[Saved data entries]
Segment Open

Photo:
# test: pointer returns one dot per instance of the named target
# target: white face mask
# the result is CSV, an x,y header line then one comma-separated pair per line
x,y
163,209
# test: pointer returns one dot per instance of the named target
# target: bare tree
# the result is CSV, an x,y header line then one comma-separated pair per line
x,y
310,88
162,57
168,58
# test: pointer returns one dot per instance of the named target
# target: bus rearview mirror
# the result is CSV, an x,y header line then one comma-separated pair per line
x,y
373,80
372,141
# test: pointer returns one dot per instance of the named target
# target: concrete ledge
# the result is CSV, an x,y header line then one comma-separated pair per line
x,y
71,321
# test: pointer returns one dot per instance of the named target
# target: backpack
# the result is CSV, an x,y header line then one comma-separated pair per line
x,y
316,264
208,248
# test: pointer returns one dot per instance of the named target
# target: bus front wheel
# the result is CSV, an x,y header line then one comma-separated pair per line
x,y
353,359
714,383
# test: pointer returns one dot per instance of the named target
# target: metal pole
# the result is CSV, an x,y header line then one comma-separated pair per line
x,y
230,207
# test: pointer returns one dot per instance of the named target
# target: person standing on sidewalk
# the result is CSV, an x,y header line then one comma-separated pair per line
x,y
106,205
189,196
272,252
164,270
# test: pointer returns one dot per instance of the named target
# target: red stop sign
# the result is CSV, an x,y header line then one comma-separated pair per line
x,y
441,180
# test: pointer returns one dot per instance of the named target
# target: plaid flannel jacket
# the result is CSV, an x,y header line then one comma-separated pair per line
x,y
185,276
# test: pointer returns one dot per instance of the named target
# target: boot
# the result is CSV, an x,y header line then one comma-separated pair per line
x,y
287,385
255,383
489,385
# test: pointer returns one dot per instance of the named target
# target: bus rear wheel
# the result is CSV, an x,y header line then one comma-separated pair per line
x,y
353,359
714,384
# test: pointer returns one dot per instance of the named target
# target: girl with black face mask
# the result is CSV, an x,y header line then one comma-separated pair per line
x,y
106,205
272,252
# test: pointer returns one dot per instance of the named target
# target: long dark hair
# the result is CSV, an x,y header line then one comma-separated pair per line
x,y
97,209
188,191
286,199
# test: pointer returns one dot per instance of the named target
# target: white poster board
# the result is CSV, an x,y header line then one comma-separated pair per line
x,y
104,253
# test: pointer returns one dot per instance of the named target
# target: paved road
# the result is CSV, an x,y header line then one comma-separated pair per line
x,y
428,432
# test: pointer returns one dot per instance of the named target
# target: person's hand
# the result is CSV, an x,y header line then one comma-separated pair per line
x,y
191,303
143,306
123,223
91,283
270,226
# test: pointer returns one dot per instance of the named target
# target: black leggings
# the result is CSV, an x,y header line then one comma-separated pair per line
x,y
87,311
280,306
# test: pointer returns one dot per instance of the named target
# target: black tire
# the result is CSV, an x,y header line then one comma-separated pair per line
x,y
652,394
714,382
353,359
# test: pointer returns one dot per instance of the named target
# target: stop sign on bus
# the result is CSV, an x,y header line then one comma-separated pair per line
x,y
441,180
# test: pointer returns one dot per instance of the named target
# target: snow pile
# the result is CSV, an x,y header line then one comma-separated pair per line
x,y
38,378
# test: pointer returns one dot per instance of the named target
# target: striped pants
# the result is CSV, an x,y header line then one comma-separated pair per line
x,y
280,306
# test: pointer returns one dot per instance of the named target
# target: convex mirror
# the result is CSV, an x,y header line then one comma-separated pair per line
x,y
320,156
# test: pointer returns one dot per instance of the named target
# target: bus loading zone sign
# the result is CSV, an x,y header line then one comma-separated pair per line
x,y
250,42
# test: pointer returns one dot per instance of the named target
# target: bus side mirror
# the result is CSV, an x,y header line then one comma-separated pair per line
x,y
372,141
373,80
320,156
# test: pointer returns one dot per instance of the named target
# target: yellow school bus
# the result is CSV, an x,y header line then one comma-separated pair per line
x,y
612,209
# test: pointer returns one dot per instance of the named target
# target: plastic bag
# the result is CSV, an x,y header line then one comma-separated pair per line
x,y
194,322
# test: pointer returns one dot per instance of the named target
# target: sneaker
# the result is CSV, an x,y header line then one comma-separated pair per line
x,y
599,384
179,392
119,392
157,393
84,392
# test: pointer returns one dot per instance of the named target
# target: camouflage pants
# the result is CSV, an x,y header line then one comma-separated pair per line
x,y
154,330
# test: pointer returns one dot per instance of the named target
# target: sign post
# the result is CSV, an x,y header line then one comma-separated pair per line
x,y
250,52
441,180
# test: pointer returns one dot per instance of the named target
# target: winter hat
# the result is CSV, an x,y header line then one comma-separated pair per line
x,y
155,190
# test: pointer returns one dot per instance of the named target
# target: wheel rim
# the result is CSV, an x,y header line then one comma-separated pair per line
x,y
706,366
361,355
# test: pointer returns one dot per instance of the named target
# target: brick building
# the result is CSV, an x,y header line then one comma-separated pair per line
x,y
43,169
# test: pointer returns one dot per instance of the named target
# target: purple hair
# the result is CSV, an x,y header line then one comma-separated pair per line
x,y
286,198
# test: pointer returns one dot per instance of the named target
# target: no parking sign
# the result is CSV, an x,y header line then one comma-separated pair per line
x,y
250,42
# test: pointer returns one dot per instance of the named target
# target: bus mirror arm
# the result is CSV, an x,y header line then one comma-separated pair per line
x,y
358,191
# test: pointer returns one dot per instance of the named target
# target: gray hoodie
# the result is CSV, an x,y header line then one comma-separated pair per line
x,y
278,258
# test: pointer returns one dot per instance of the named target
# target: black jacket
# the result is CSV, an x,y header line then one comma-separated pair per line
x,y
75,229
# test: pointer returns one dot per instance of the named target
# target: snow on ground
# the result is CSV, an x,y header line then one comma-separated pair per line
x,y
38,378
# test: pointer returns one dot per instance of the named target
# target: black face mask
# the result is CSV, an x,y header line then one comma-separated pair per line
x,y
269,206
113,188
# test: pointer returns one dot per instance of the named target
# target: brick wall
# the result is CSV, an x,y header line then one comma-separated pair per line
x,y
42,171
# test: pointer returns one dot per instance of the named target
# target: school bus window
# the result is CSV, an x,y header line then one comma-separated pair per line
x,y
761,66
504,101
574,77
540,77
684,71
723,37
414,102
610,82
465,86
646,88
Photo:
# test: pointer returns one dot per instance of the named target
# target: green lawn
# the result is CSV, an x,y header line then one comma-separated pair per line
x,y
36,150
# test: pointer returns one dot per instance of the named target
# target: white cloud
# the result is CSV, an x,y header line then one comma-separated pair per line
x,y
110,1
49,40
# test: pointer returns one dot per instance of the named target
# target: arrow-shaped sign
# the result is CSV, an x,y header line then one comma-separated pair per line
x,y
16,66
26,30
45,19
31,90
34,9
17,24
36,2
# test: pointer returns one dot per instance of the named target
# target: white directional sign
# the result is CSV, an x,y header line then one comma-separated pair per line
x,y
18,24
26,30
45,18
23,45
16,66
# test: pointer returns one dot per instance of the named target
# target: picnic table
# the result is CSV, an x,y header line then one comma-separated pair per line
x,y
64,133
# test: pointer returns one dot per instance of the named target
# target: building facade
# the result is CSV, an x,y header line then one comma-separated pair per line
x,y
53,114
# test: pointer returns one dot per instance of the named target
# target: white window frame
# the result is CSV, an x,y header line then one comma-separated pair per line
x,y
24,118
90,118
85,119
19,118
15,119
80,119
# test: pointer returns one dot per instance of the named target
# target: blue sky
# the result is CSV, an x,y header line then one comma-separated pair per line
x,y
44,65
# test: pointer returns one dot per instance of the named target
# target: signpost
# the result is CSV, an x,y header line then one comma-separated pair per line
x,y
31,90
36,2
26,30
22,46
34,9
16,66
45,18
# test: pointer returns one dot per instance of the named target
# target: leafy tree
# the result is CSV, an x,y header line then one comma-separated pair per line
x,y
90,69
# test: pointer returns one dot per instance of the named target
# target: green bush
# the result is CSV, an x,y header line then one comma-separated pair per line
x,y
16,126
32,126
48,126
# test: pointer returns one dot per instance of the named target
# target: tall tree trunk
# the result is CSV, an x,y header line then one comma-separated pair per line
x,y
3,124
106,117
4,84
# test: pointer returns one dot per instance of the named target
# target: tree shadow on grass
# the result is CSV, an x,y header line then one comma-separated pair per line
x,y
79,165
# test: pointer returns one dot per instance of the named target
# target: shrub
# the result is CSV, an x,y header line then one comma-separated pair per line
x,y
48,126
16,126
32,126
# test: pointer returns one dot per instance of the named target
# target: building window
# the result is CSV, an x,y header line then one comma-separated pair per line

Segment Closed

## Required work
Collect the lines of the records that include the string "person".

## Answer to the problem
# target: person standing on sidewalk
# target: person's hand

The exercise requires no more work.